Given request: Change "bare soil" to "exposed earth" in the lines between the one holding "class: foliage => detect" and the one holding "top-left (127, 440), bottom-right (422, 480)", inclusive, and write out only those lines with everything else left as it is.

[Entries from an annotation dataset]
________________________________________

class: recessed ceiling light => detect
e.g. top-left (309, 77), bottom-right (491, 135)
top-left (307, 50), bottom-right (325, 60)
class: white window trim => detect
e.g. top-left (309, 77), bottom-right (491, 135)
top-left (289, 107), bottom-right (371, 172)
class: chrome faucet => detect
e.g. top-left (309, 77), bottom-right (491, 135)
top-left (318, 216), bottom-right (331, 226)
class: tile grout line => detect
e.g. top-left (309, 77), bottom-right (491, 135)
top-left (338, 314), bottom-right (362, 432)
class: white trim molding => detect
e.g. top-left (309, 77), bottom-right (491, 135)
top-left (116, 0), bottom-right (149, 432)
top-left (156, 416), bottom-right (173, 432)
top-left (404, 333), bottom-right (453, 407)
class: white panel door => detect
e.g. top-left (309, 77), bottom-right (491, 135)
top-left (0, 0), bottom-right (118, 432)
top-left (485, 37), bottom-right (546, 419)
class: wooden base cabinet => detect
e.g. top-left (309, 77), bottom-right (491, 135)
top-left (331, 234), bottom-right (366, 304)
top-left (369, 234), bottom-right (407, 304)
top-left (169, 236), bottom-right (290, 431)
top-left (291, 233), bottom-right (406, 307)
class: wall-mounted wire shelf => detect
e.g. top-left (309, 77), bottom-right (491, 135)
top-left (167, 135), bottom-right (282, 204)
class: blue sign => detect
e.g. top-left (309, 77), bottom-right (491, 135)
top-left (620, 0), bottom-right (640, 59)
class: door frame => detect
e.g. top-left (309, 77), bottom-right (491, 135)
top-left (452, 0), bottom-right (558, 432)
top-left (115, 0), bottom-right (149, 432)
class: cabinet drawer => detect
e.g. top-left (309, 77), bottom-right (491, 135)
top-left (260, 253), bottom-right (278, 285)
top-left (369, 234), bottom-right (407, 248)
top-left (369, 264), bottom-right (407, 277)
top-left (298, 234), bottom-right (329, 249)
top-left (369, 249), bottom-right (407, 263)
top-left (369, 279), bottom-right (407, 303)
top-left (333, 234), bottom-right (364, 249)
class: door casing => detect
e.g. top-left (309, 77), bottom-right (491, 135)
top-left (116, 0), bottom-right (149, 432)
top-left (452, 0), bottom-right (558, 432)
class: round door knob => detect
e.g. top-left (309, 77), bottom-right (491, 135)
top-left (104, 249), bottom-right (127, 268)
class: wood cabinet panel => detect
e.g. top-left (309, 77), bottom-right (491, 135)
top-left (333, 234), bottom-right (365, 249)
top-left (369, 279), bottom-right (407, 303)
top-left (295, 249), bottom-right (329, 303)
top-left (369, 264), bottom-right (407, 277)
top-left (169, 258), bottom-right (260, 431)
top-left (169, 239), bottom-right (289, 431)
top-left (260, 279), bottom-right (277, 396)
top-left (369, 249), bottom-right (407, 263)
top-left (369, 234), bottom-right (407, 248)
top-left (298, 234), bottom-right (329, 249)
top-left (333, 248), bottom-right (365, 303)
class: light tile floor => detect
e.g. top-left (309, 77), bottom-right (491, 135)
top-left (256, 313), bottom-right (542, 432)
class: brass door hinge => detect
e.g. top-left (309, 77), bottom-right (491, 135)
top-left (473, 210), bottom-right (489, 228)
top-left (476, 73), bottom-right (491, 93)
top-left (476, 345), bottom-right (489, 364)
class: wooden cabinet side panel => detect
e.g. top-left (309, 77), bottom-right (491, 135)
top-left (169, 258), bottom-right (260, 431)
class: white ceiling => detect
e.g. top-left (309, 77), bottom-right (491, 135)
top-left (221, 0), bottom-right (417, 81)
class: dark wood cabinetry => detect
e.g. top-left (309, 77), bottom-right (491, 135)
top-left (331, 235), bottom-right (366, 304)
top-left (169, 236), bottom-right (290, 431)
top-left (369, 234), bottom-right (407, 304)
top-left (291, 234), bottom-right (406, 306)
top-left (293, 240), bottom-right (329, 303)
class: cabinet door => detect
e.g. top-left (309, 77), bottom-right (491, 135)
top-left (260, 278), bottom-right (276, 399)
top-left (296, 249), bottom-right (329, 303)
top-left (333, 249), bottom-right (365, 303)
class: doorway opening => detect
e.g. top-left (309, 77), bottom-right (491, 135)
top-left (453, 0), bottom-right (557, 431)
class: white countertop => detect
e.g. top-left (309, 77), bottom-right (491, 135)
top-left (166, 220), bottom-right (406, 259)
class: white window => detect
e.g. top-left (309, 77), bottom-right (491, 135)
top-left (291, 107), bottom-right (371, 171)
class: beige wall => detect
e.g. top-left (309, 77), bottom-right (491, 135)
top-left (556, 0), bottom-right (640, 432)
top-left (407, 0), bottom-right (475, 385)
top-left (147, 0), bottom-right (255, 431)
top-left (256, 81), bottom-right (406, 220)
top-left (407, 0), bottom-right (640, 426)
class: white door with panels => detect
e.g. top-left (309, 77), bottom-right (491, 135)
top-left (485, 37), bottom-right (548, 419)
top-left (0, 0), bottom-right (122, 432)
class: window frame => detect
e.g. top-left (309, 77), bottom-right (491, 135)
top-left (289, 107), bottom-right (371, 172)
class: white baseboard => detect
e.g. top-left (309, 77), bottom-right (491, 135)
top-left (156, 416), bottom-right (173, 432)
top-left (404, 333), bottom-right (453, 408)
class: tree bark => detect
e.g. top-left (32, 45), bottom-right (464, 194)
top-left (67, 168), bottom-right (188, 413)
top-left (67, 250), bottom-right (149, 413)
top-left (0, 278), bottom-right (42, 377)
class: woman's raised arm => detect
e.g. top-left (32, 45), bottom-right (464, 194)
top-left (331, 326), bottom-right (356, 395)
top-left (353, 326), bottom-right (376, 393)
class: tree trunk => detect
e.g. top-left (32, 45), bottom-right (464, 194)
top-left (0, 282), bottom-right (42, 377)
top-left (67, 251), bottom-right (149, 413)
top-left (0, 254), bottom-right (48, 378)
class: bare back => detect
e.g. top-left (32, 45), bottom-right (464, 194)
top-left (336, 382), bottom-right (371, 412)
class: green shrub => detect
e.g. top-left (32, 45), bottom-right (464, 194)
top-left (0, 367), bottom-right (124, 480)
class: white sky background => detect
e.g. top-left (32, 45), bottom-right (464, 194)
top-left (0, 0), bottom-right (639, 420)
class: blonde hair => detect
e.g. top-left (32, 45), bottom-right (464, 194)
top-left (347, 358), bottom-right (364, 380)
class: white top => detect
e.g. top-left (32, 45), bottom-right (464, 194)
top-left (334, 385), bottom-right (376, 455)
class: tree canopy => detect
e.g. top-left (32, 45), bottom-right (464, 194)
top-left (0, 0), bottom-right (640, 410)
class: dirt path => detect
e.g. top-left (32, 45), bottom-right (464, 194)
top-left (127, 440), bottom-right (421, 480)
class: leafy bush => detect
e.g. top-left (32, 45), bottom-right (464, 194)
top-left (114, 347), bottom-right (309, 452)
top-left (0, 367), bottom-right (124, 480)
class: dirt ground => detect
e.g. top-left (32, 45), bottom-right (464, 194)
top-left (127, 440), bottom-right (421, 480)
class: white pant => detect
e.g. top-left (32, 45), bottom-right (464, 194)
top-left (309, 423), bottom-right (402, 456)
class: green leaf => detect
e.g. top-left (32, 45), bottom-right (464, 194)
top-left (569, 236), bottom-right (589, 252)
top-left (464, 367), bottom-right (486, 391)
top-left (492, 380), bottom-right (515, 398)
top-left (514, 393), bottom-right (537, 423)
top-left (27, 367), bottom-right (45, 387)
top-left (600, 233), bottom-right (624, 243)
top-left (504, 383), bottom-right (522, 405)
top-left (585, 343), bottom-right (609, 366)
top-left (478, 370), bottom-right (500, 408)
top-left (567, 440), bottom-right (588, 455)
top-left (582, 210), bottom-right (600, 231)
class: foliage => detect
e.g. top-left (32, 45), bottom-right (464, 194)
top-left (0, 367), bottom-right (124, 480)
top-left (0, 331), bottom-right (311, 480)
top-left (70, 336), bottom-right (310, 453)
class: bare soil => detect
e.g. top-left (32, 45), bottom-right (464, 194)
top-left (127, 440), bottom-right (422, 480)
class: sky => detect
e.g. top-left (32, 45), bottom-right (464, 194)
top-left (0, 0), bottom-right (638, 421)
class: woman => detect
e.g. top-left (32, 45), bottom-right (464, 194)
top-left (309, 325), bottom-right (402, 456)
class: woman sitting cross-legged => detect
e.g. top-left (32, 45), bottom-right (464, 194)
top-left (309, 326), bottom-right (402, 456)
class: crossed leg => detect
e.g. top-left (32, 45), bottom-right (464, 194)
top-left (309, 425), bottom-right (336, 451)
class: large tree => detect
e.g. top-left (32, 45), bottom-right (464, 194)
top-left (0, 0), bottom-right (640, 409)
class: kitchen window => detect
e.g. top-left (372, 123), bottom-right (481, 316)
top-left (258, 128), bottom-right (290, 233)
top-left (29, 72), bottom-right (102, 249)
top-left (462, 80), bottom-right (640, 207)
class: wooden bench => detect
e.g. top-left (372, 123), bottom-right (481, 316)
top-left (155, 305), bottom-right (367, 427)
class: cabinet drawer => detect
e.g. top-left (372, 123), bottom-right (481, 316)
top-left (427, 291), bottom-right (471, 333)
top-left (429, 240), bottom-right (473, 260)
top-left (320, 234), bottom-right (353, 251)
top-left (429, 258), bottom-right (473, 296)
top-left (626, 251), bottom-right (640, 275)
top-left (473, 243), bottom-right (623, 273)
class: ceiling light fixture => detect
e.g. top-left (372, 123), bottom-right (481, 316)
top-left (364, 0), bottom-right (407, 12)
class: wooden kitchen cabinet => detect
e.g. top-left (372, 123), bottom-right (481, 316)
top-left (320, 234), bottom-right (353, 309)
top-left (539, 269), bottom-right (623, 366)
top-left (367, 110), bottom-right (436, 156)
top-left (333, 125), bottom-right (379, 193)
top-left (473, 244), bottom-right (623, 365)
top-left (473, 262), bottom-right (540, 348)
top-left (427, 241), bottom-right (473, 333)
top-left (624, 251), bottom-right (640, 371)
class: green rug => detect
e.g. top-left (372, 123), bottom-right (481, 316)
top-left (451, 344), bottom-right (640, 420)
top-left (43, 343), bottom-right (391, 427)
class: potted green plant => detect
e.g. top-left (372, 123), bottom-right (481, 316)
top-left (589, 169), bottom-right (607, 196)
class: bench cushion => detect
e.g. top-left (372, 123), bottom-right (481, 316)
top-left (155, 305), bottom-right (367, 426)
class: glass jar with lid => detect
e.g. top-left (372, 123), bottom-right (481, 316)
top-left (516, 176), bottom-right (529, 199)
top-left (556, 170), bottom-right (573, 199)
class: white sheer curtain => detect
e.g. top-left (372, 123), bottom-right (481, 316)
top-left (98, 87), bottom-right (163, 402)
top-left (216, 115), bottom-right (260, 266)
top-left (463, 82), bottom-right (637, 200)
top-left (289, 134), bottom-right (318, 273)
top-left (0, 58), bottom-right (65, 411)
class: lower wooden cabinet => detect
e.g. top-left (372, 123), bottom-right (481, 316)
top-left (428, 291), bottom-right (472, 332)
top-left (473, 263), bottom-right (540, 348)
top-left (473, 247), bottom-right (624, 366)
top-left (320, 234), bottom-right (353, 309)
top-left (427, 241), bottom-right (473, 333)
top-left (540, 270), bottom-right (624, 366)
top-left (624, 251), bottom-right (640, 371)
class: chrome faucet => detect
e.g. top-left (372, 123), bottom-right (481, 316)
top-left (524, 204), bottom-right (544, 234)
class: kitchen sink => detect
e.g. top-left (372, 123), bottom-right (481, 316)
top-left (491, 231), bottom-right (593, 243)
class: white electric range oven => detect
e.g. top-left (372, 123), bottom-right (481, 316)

________________________________________

Solution to the problem:
class: foliage => detect
e.g. top-left (32, 45), bottom-right (464, 194)
top-left (0, 367), bottom-right (124, 480)
top-left (0, 331), bottom-right (311, 480)
top-left (70, 336), bottom-right (310, 453)
class: exposed earth => detect
e.g. top-left (32, 45), bottom-right (464, 194)
top-left (127, 440), bottom-right (422, 480)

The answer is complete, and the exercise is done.